YOUR INSTRUCTIONS — Repeat word for word the part of the film article below that runs from "Asian School Girls is" to "and Belle Hengsathorn.".

TEXT EXTRACT —
--
- Directed by: Lawrence Silverstein
- Screenplay by: Tim Culley
- Produced by: David Michael Latt; David Rimawi; Paul Bales;
- Starring: Minnie Scarlet; Sam Aotaki; Catherine Hyein Kim; Devin Schultz; Belle Hengsathorn;
- Production company: The Asylum
- Distributed by: The Asylum
- Release date: April 15, 2014;
- Running time: 91 minutes
- Country: United States
- Language: English

= Asian School Girls =

Asian School Girls is a 2014 American action film produced by The Asylum and directed by Lawrence Silverstein. The film stars Minnie Scarlet, Sam Aotaki, Catherine Hyein Kim, Devin Lung, and Belle Hengsathorn.
--
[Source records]
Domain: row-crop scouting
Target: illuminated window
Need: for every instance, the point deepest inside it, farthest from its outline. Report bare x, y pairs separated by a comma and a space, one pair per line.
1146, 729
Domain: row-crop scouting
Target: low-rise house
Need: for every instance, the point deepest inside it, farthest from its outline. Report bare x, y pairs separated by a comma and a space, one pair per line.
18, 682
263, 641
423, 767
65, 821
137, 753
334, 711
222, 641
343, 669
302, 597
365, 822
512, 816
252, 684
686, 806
--
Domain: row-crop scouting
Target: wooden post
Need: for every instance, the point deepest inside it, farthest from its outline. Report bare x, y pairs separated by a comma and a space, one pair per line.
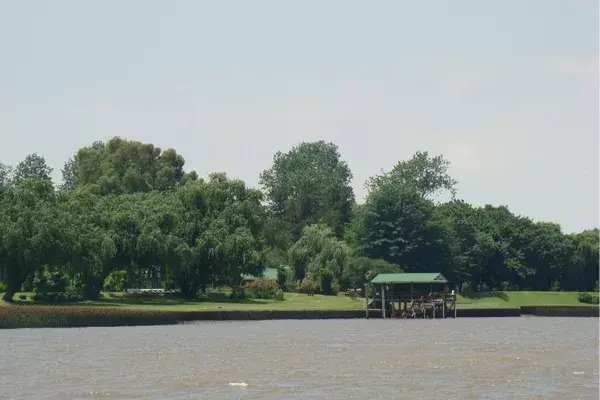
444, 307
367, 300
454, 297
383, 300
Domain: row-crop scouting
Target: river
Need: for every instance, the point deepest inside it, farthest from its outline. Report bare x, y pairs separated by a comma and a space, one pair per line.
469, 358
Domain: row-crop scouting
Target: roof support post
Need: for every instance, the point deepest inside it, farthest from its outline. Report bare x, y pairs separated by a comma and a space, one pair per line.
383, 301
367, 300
--
RESPONSE TO THE EXERCISE —
Asian School Girls is a 2014 American action film produced by The Asylum and directed by Lawrence Silverstein. The film stars Minnie Scarlet, Sam Aotaki, Catherine Hyein Kim, Devin Lung, and Belle Hengsathorn.